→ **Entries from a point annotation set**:

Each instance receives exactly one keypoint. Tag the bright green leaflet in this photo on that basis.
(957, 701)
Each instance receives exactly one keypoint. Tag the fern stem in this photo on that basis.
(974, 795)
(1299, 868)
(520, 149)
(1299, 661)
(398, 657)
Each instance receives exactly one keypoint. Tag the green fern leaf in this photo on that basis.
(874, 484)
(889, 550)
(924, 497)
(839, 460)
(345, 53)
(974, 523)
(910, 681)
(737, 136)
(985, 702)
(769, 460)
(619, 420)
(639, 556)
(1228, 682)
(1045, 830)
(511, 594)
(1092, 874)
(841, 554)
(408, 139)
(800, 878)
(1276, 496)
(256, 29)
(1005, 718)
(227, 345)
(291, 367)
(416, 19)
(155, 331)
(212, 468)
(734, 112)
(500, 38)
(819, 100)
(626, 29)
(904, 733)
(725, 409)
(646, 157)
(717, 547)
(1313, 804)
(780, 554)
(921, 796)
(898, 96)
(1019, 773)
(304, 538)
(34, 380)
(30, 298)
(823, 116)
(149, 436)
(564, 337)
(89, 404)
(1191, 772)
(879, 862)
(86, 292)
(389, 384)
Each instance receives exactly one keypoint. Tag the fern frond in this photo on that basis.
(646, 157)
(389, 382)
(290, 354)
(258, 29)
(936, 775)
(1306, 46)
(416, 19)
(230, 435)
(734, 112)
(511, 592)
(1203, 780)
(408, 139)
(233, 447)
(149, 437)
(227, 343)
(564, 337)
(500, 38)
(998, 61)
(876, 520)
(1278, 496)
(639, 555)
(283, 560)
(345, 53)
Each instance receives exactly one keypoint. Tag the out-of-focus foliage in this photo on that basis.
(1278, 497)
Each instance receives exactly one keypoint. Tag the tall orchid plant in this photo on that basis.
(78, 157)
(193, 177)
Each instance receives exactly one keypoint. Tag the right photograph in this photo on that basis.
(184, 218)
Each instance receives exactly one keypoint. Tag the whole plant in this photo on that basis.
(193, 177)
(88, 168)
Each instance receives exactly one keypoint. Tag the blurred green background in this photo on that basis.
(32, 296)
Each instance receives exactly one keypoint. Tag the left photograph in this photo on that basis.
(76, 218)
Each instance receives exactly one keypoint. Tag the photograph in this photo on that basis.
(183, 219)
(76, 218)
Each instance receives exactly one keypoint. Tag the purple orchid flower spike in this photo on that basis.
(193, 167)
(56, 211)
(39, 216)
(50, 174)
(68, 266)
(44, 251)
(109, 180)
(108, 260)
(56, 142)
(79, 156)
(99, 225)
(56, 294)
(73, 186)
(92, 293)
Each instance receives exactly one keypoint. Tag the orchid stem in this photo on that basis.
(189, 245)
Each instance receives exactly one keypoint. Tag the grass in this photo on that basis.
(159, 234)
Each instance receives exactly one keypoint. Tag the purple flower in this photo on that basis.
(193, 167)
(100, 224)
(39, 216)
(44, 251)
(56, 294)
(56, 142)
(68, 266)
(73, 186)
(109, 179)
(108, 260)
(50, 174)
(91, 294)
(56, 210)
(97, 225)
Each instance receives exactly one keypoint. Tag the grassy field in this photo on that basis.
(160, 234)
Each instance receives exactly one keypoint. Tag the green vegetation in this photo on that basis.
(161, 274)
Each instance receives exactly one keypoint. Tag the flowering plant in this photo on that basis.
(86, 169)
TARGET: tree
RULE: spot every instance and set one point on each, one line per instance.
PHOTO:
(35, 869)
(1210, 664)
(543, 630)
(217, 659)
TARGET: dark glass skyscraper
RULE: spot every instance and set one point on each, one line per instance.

→ **Aim**: Please quote all of the items above word for word, leaving nothing out.

→ **The response**:
Each instance receives exactly one keypoint. Tag the bright green leaflet in this photo on that basis.
(957, 701)
Each instance receives exactly one keypoint. Tag the fern stem in this photo on that basis.
(974, 795)
(1299, 868)
(520, 149)
(1299, 661)
(398, 657)
Each instance receives exactly one keypoint. Tag the green fern leaf in this photo on that basis.
(874, 484)
(889, 550)
(924, 497)
(839, 460)
(345, 53)
(974, 523)
(910, 681)
(737, 136)
(985, 702)
(769, 460)
(619, 420)
(639, 556)
(1228, 682)
(1045, 830)
(511, 594)
(1092, 874)
(841, 554)
(408, 139)
(800, 878)
(1276, 496)
(256, 29)
(1005, 718)
(227, 345)
(291, 367)
(416, 19)
(155, 331)
(212, 468)
(734, 112)
(500, 38)
(819, 100)
(626, 29)
(904, 733)
(725, 409)
(646, 157)
(717, 547)
(1313, 804)
(780, 554)
(921, 796)
(898, 96)
(1019, 773)
(304, 538)
(34, 380)
(30, 298)
(823, 116)
(149, 436)
(564, 337)
(89, 404)
(1191, 772)
(879, 862)
(86, 292)
(389, 384)
Each instance receives exactly one keypoint. Tag the fern frond in this photo on that basis.
(646, 157)
(389, 382)
(290, 354)
(258, 29)
(936, 775)
(1306, 46)
(416, 19)
(230, 435)
(734, 112)
(511, 592)
(1203, 780)
(408, 139)
(233, 447)
(149, 437)
(227, 343)
(564, 337)
(500, 38)
(998, 61)
(876, 520)
(1278, 496)
(639, 555)
(283, 560)
(345, 53)
Each instance receives exactly one keypoint. Tag the out-of-focus foliage in this photo on that basis.
(1278, 497)
Each instance receives exactly one keypoint. Tag the tall orchid plant in this photo on that basis.
(78, 157)
(193, 177)
Each instance receives exactly one keypoint. Tag the right photograph in this photo on that basis.
(184, 218)
Each instance receives exactly one keypoint. Tag the whole plant in this photo on that basis.
(193, 177)
(88, 168)
Each instance receives exactly one keypoint. Tag the blurred green background in this photo on that basis.
(32, 296)
Each instance receives exactly one keypoint. Tag the left photograph in this photo on that basis.
(76, 218)
Each instance receives exactly one keypoint. Tag the photograph in this photo on that basis.
(183, 219)
(76, 218)
Each instance receives exactly one keypoint. Tag the purple orchid flower spike in this photo on that basis.
(193, 167)
(56, 211)
(39, 216)
(50, 174)
(68, 266)
(44, 251)
(109, 180)
(108, 260)
(56, 142)
(79, 156)
(99, 225)
(56, 294)
(73, 186)
(92, 293)
Each instance receives exactly one keypoint. Tag the orchid stem in this photo on that basis.
(189, 245)
Each instance receives exactly one keypoint. Tag the grass in this photo on that basis.
(159, 234)
Each instance receives exactly one keypoint. Tag the purple flower in this photo on that basis.
(193, 167)
(100, 224)
(39, 216)
(44, 251)
(56, 294)
(56, 142)
(68, 266)
(73, 186)
(109, 179)
(108, 260)
(50, 174)
(91, 294)
(56, 210)
(97, 225)
Each instance receives exactly one keypoint. Tag the grassy field in this photo on that basis.
(160, 234)
Each instance receives exactly one keypoint. Tag the green vegetation in this photo on that basis.
(161, 274)
Each instance receives exactly one keypoint. Tag the flowering plant in this photo on that basis.
(86, 169)
TARGET: tree
RULE: spot every instance and set one point on each, one line per instance.
PHOTO:
(35, 869)
(1210, 664)
(543, 630)
(217, 659)
TARGET: dark glass skyscraper
RULE: spot every instance and set one point on each, one line per instance.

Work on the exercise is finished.